━━━ READING TEXT

You may think that in order for an E/M service to be separately identifiable, the service must have a separate diagnosis. Not true. CPT states that an E/M service may be prompted by a symptom or condition that requires a procedure but that the procedure must be separate from any procedure your physician completed for the initial symptoms or conditions. You don't necessarily have to have another diagnosis.
For instance, a postmenopausal woman presents for a review of her hormone replacement therapy. After considering the patient's course of treatment, the physician decides she needs another DEXA scan (76075, Dual energy x-ray absorptiometry, bone density study, one or more sites; axial skeleton) to determine if there's been any improvement in bone density. The diagnosis may be the same, depending on the documentation provided for the encounter. If documentation indicates the same diagnosis, you report E/M code 99213 and procedure code 76075 with the diagnosis code V07.4 (Postmenopausal hormone replacement therapy) for both. Append modifier -25 to 99213.
Important: Modifier -25 is always applied to the E/M code, never to the procedure code.
You may encounter situations, such as the one described above, in which the same diagnosis will be the reason for both the E/M visit and the procedure, says Tina Landskroener, CCS-P, of Total Healthcare Compliance in Las Vegas. However, it's ideal if the procedure code has a different diagnosis than the E/M code. This makes justifying the modifier that much better for carriers, she says. In all cases, if you have an additional diagnosis, you should always report it.

━━━━━━
━━━ SOURCE MATERIAL

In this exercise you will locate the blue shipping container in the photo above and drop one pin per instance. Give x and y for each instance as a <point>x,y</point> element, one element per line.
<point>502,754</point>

━━━━━━

QUESTIONS TO ANSWER
(1) Write out everything in the modifier -25 text from "Important: Modifier -25" down to "always report it.".
(2) Answer these questions from the modifier -25 text:
(a) What procedure code is given for the DEXA scan?
(b) Is modifier -25 applied to the E/M code or to the procedure code?
(c) In what city is Total Healthcare Compliance located?
The material has no connection to the modifier -25 text.

TASK-BY-TASK OUTPUTS
(1)
Important: Modifier -25 is always applied to the E/M code, never to the procedure code.
You may encounter situations, such as the one described above, in which the same diagnosis will be the reason for both the E/M visit and the procedure, says Tina Landskroener, CCS-P, of Total Healthcare Compliance in Las Vegas. However, it's ideal if the procedure code has a different diagnosis than the E/M code. This makes justifying the modifier that much better for carriers, she says. In all cases, if you have an additional diagnosis, you should always report it.

(2)
(a) 76075
(b) The E/M code, never the procedure code
(c) Las Vegas